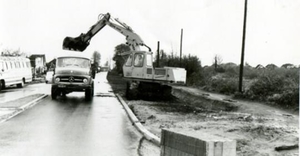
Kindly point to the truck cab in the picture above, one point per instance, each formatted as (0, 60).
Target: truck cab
(72, 73)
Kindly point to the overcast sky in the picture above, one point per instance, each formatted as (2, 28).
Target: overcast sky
(210, 27)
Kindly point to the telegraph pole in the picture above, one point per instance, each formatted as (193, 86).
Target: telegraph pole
(181, 45)
(243, 49)
(157, 58)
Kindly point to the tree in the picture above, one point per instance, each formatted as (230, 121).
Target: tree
(9, 52)
(217, 61)
(120, 60)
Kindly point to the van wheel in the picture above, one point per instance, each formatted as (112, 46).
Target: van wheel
(89, 94)
(20, 85)
(54, 93)
(2, 84)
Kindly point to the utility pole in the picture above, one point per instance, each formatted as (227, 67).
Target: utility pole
(243, 49)
(181, 45)
(157, 58)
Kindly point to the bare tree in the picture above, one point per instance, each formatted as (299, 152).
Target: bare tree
(217, 61)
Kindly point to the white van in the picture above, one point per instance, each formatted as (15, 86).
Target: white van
(14, 71)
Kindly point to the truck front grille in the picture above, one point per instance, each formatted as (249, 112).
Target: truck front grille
(75, 79)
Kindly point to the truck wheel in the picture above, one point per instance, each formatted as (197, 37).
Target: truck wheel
(54, 93)
(89, 94)
(20, 85)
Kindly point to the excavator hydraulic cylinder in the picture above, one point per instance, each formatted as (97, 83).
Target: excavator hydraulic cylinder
(75, 44)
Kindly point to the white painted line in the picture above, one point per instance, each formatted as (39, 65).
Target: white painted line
(23, 108)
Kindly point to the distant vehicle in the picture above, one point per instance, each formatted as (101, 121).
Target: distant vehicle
(49, 76)
(73, 73)
(103, 69)
(14, 71)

────────────────────────────────────────

*YOUR TASK*: Offset the rows from the line containing "Kindly point to the excavator" down to the end of the rows, requests included, by adding -83 to every point coordinate in the answers. Leave the numbers in the requests and their format samples as they are.

*SOLUTION TO THIS EXERCISE*:
Kindly point to the excavator hydraulic cylinder in the picture above, one point per instance, each formatted as (97, 83).
Target: excavator hydraulic cylinder
(-8, -39)
Kindly point to the white painted line in the picture above, one point per instance, each formatted as (39, 65).
Target: white painted line
(-60, 25)
Kindly point to the distant vehicle in the picture above, one point per instance, each formatted as (101, 121).
Target: distant vehicle
(-34, -7)
(-10, -10)
(20, -14)
(-69, -12)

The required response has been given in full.